*Your tasks*:
• 1. Answer these from the forum thread on filling wireless dead zones with Ubiquiti gear:
(a) Which frequency band does drmike plan to use?
(b) What kind of setup is drmike thinking of using?
(c) According to KS_Phillip, which devices can be flashed to the unifi firmware?
• 2. Carry the forum thread on covering dead zones with Ubiquiti gear forward from its last post.

*Text passage*:
+ + + + + + +
# Ubiquiti Wireless Users - Filling in dead zones



## drmike (Jun 20, 2014)

So I am working on my first tiny hobby project with Ubiquiti wireless gear.

Looking to use their gear for covering my outdoor area with semi uniform omni style coverage.

Want to cover a few acres like this.  

Anyone done something similar with the Ubiquiti gear or conceptually have a handle on recommended gear and general concept?

I am thinking an AP-repeater setup using WDS.  Anyone doing this?

What gear would you recommend from Ubiquiti for this?  2.4Ghz of course on this...


----------



## mtwiscool (Jun 20, 2014)

Most routers could do this job if you use a vpn to next to your main router then pass traffic to that local vpn allowing you to use most routers ofcause this means lower costs.

I am working on something like this but in a urban area.

I can not tell you much about it as we are arranging buildings to put the atteanas on.


----------



## zzrok (Jun 20, 2014)

mtwiscool said:


> Most routers could do this job if you use a vpn to next to your main router then pass traffic to that local vpn allowing you to use most routers ofcause this means lower costs.
> 
> I am working on something like this but in a urban area.
> 
> I can not tell you much about it as we are arranging buildings to put the atteanas on.


This reply is unintelligible.  Please try again.


----------



## KS_Phillip (Jun 20, 2014)

If you want this deployed as a single logical network with roaming, your best bet is to use the unifi ap's, and backhaul them either via ethernet, nanobridge, or even loco's.  Protip: outdoor picostations can be flashed to the unifi firmware, if you want to save a few bucks.
+ + + + + + +
*Record list*:
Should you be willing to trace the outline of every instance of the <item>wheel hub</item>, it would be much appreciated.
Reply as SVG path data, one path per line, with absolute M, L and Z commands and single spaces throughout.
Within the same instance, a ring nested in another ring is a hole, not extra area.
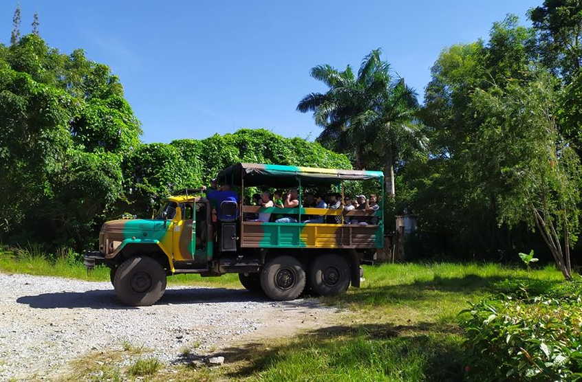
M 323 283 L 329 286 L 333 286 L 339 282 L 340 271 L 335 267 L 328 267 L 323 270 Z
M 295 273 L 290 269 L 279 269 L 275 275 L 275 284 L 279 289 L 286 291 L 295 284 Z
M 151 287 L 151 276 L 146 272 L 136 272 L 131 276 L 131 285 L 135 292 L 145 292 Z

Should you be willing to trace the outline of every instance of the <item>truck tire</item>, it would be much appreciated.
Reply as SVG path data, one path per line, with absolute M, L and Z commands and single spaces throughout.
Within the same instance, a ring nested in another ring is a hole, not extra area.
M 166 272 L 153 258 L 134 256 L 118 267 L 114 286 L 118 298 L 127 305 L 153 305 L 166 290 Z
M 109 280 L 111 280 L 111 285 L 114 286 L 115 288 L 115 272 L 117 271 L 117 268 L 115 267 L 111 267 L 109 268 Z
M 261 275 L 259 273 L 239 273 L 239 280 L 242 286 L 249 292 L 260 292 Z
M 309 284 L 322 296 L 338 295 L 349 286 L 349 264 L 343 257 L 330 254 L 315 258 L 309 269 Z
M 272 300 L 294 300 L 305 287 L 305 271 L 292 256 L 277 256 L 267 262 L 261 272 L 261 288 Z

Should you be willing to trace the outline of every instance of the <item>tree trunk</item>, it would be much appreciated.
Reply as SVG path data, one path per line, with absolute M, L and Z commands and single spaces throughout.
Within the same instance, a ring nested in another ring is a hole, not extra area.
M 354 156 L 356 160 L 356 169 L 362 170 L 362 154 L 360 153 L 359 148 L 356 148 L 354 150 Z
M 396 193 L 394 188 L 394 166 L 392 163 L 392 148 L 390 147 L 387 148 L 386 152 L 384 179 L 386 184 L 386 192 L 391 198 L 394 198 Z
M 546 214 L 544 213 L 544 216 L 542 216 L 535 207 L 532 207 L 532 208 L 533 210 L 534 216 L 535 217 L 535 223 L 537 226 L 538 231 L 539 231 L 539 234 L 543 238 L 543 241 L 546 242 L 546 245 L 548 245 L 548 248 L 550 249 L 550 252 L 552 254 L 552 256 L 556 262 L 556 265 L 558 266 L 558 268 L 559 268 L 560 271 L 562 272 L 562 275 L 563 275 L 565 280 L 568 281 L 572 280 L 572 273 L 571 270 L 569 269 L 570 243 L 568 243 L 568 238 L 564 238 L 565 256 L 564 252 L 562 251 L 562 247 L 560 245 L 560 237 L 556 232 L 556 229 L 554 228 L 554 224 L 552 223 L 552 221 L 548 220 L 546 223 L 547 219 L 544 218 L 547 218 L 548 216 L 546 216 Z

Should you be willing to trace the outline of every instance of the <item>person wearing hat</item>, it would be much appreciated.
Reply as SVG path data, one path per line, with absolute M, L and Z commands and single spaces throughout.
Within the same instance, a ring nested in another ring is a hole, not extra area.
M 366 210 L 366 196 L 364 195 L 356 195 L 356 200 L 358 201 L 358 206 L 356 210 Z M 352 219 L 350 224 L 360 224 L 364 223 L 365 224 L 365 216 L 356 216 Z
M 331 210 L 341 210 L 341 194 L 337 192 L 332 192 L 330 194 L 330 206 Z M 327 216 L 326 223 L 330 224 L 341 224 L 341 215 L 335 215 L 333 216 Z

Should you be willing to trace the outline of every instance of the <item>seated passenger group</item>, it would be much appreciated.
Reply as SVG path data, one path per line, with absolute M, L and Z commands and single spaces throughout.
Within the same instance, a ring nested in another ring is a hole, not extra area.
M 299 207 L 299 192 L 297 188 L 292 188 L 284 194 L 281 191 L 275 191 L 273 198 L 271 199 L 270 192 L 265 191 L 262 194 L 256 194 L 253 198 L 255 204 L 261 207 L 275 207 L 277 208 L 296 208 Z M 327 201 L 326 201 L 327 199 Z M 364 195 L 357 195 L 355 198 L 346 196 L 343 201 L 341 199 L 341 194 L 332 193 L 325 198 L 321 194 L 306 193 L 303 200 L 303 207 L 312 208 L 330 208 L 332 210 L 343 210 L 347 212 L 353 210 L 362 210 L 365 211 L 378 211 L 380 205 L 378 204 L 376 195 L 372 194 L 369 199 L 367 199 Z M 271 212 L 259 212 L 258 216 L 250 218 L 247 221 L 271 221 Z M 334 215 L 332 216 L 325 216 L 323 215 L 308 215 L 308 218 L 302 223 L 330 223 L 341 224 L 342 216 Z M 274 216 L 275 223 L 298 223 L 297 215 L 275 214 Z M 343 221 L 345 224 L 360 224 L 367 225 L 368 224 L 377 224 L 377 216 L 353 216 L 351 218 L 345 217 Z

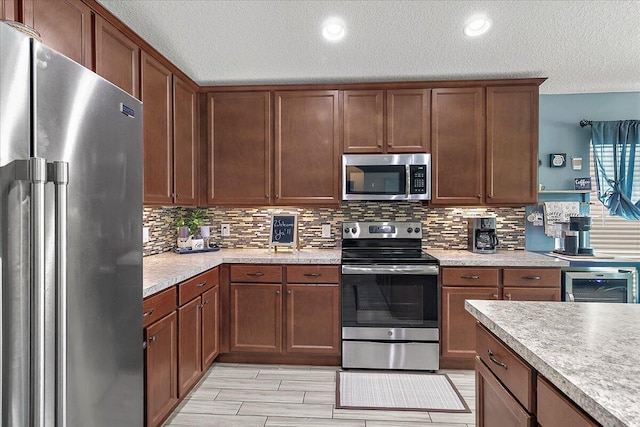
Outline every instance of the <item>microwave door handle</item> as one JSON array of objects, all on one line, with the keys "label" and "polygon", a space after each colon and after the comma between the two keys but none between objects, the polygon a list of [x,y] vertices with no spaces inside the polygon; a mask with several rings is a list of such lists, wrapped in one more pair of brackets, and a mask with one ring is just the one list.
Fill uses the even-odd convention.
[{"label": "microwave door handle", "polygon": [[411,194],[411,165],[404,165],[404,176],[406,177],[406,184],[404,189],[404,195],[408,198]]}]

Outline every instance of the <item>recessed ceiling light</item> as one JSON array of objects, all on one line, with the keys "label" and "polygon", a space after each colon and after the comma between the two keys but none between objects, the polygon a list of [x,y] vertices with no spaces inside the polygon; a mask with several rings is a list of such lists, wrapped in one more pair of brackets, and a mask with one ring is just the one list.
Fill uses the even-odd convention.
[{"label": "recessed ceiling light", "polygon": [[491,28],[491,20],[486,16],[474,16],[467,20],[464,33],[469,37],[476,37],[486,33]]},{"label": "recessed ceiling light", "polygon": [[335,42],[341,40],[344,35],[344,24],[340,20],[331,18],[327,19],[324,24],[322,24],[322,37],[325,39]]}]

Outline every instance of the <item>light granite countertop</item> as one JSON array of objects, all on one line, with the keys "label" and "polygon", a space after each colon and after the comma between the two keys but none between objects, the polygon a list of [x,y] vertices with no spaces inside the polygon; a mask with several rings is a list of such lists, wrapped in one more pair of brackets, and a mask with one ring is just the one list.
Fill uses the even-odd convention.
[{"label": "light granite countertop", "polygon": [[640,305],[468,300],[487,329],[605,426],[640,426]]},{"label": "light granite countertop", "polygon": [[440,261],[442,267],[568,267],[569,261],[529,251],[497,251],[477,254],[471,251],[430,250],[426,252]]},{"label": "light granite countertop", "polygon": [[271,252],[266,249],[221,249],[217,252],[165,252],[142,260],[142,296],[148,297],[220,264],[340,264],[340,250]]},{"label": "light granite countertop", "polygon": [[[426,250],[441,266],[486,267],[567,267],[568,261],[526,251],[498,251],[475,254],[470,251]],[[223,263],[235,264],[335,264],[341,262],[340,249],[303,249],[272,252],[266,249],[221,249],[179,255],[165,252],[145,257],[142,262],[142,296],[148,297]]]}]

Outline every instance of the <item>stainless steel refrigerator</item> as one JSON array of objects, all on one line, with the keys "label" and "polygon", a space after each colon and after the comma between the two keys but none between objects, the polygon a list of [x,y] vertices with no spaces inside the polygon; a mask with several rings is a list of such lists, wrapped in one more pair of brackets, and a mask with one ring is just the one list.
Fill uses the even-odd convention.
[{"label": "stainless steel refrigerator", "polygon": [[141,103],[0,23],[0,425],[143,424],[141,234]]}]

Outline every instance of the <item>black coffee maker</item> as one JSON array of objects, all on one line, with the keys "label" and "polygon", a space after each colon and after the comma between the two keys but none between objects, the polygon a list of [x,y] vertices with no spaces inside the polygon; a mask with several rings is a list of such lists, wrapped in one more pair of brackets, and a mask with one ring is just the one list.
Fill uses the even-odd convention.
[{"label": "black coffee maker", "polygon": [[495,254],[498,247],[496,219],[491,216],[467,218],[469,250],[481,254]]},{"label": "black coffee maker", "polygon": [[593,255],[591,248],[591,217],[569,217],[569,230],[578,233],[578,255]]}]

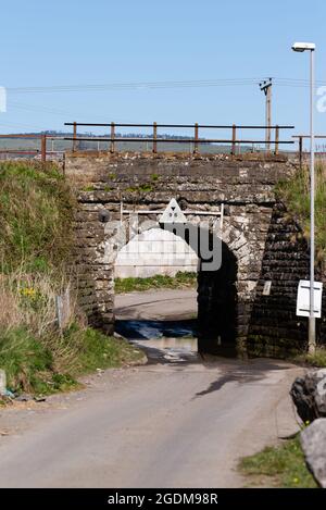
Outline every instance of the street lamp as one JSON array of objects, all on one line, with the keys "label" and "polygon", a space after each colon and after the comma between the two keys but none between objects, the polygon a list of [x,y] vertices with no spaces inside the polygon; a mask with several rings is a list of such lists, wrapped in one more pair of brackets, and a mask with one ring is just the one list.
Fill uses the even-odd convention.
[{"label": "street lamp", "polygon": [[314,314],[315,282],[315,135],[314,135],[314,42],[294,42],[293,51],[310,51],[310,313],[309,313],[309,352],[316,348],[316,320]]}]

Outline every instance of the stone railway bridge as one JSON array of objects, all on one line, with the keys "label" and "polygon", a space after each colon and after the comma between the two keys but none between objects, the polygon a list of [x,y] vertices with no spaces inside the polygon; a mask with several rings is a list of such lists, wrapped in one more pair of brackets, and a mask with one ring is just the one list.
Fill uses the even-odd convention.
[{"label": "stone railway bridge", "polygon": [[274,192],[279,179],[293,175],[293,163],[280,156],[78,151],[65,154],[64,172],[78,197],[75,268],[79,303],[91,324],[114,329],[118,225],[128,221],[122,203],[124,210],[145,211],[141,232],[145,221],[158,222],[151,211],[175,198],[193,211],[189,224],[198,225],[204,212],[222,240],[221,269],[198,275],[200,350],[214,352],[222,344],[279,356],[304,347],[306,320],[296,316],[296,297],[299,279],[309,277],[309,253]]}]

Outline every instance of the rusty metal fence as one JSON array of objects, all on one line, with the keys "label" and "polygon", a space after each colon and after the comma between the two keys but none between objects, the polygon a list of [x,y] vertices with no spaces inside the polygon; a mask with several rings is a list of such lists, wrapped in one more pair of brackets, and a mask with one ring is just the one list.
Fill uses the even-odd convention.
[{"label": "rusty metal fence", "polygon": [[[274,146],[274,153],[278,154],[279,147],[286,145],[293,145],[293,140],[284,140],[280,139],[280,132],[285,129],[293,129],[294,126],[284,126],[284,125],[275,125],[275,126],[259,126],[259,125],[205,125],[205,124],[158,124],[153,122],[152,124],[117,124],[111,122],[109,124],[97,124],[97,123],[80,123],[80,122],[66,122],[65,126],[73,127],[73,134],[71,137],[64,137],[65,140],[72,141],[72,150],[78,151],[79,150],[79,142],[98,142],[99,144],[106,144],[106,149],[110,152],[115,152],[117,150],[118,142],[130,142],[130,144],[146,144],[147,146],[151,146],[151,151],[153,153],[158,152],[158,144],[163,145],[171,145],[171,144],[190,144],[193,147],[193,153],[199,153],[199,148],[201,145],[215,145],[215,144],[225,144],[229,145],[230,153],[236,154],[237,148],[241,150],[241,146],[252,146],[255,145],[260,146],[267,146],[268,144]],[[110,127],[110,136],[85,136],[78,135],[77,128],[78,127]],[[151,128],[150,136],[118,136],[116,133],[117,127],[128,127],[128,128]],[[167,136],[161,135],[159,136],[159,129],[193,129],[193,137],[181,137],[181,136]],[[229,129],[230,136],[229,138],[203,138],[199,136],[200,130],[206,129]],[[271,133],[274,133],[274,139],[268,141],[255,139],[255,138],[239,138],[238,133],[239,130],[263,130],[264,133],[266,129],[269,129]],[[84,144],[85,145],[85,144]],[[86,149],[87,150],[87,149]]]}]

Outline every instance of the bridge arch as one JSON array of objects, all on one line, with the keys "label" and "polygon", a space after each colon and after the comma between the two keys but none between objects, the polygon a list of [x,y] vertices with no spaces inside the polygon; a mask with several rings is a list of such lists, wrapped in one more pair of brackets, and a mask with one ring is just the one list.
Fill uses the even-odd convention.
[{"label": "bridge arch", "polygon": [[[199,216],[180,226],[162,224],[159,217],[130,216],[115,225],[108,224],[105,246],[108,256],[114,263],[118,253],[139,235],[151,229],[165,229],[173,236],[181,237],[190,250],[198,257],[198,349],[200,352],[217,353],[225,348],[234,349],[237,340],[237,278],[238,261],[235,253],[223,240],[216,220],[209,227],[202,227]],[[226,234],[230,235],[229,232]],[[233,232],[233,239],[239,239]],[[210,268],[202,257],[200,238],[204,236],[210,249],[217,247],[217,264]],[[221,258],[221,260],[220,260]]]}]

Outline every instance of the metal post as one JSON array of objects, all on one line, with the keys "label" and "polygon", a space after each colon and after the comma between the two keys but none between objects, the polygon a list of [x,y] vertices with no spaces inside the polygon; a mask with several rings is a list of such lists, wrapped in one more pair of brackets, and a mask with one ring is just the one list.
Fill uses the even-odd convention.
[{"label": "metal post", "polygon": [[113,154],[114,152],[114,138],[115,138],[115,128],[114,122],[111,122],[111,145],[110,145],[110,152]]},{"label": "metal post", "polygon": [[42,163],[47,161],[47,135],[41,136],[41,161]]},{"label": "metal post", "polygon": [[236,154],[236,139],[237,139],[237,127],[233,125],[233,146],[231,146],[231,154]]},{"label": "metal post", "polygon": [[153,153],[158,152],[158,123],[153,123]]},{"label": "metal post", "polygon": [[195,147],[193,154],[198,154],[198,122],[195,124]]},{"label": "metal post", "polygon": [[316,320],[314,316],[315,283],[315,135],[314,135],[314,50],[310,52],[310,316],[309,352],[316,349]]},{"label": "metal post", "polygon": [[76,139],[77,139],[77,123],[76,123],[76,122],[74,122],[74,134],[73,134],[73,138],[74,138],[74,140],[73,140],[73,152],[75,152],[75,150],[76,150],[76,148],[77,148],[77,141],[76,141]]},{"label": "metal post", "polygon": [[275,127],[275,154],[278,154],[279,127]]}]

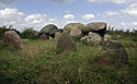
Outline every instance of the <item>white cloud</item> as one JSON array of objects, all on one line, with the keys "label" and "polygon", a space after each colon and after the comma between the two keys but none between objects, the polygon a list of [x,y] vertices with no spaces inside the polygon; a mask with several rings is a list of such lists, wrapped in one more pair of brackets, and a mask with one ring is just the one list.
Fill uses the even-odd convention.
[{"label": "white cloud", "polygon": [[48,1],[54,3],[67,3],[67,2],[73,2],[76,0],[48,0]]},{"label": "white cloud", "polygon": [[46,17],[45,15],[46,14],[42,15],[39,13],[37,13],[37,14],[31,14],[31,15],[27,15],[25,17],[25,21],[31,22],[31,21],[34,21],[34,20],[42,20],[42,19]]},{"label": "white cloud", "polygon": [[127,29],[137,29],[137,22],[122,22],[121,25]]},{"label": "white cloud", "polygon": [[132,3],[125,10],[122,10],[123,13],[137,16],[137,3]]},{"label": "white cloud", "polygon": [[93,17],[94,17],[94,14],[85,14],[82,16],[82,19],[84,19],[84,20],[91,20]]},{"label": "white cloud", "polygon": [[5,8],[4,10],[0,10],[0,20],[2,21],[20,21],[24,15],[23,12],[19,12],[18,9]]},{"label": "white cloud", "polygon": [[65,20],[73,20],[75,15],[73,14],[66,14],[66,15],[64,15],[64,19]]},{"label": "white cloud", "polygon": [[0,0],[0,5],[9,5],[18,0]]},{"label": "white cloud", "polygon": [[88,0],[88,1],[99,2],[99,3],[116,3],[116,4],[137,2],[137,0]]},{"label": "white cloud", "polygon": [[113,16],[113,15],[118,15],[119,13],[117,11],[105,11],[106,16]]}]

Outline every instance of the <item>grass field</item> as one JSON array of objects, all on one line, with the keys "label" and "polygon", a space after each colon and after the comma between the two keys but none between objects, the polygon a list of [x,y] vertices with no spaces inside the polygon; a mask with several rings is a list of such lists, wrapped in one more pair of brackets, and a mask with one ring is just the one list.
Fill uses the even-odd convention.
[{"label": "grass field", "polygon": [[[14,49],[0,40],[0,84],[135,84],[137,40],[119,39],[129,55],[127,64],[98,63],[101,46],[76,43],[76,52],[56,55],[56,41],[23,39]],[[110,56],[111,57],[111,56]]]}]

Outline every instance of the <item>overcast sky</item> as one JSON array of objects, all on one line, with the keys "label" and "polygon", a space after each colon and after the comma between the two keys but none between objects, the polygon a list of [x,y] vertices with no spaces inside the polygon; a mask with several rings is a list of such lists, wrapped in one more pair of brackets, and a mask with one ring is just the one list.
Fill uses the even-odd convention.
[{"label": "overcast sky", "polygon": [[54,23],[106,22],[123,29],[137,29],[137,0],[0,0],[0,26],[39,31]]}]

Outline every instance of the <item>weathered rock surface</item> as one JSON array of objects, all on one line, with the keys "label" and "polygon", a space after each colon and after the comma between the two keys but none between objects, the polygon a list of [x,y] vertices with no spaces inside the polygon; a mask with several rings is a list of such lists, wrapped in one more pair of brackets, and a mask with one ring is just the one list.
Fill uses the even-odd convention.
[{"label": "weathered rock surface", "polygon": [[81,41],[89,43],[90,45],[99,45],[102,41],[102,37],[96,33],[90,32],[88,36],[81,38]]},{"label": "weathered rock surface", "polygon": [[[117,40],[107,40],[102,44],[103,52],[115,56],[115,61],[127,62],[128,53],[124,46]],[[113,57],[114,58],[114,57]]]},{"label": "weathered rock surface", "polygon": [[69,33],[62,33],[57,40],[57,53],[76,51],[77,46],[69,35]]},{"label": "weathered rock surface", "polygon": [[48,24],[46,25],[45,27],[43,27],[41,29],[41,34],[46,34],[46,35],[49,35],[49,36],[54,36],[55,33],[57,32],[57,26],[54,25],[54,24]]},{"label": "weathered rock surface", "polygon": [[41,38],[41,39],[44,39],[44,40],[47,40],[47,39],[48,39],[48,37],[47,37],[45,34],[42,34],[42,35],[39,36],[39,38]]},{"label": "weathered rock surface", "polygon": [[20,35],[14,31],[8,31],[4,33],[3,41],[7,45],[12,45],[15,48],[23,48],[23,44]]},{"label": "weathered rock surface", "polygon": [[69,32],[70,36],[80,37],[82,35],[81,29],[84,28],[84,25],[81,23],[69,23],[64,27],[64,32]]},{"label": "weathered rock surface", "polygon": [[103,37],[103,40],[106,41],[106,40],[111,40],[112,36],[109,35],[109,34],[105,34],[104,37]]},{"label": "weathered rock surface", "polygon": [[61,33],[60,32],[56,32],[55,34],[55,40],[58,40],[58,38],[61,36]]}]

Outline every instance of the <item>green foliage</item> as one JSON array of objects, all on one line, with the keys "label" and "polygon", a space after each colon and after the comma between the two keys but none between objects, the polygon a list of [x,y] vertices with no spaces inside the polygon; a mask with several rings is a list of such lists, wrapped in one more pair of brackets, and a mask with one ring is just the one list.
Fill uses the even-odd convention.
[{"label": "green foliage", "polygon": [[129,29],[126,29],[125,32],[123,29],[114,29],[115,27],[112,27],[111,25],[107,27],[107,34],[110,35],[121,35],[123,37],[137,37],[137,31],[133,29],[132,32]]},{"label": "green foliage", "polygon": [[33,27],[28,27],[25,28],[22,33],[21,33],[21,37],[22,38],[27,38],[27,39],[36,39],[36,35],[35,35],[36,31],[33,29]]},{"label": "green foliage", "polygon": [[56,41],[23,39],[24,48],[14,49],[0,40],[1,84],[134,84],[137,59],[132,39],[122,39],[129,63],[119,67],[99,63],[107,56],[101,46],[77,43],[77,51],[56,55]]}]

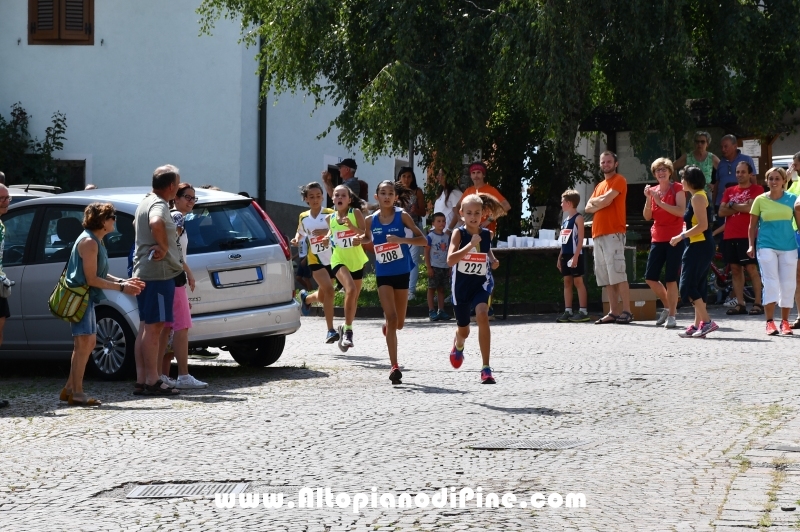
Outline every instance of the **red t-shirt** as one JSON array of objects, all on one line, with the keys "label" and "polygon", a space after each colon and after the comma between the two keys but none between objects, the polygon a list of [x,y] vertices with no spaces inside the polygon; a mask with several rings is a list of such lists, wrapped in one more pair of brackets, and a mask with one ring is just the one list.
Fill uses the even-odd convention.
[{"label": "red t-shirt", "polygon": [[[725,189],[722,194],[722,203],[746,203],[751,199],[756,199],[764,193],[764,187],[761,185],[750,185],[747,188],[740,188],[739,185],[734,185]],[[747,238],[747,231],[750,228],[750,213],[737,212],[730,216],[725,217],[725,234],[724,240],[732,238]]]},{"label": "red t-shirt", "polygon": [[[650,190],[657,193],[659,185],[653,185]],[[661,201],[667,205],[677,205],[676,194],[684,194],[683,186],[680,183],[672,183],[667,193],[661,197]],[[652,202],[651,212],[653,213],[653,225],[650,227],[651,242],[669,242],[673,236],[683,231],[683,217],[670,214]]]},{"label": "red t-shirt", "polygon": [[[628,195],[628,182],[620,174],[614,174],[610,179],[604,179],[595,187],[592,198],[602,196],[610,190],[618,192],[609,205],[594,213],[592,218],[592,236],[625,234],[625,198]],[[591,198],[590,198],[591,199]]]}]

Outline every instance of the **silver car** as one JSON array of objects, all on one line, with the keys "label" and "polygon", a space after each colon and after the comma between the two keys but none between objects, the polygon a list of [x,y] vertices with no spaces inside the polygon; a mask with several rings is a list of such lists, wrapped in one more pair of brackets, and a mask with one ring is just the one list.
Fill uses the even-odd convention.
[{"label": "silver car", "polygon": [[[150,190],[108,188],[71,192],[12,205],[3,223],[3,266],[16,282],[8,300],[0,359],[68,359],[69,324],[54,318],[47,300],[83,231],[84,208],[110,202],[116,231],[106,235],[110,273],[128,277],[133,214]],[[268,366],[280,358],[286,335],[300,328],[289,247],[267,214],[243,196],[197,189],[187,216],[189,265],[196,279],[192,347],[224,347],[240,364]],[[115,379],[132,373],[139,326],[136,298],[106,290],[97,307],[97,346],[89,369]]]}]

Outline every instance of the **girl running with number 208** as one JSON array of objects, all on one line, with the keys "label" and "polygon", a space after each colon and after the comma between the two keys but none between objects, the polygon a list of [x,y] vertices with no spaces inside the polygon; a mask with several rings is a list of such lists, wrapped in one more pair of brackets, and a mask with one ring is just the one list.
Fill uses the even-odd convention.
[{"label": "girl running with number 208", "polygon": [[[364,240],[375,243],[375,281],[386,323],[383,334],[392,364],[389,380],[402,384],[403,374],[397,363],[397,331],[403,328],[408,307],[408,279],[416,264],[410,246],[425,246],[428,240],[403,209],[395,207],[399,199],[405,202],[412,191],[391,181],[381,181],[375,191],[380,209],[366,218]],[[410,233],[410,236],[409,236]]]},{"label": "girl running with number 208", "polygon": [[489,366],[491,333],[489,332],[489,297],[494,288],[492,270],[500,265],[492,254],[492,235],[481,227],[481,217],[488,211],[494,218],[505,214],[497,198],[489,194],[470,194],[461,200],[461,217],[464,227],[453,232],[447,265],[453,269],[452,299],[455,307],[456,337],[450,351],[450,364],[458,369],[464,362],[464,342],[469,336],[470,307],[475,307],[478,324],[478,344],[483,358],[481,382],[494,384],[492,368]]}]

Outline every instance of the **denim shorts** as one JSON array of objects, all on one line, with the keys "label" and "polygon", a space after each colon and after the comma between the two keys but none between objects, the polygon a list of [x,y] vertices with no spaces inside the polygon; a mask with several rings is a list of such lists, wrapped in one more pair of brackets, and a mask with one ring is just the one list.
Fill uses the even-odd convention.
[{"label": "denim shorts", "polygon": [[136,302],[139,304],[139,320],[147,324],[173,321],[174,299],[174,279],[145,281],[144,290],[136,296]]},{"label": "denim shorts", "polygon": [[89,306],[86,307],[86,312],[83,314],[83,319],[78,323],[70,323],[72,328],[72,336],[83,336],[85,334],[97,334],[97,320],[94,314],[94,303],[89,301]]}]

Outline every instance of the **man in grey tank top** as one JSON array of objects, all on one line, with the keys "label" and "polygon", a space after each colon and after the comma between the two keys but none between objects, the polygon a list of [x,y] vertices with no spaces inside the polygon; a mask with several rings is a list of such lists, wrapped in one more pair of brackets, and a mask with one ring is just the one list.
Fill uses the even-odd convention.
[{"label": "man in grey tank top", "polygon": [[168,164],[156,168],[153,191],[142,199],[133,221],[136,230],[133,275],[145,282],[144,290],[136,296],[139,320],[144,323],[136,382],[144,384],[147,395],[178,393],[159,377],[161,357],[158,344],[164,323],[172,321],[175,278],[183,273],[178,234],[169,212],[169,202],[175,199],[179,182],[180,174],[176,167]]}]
+ + + + + + +
*Set of answers*:
• 1.
(a) 2.4GHz
(b) An AP-repeater setup using WDS
(c) Outdoor picostations

• 2.
** Updated to reflect it's the picostations that work with unifi firmware, not nanostations


----------



## yolo (Jun 21, 2014)

What we do at work is kinda what @KS_Phillip. You can just use a nanostation and do point to point to other nanostations with a loco attached on the end. That would be the easiest and kinda cheap as well.


----------



## KS_Phillip (Jun 21, 2014)

yolo said:


> What we do at work is kinda what @KS_Phillip. You can just use a nanostation and do point to point to other nanostations with a loco attached on the end. That would be the easiest and kinda cheap as well.


The downside to that approach is that you lose half of your throughput for each piggybacked hop along the chain.


----------



## shovenose (Jun 21, 2014)

UniFi mesh networking? Or are you trying to go really far?


----------



## drmike (Jun 22, 2014)

shovenose said:


> UniFi mesh networking? Or are you trying to go really far?


Sorry I wasn't clear enough.

This is to create one big AP seamlessly.     Overlapping the AP's strategically to overlap and create a bigger coverage area.


----------



## KS_Phillip (Jun 22, 2014)

drmike said:


> Sorry I wasn't clear enough.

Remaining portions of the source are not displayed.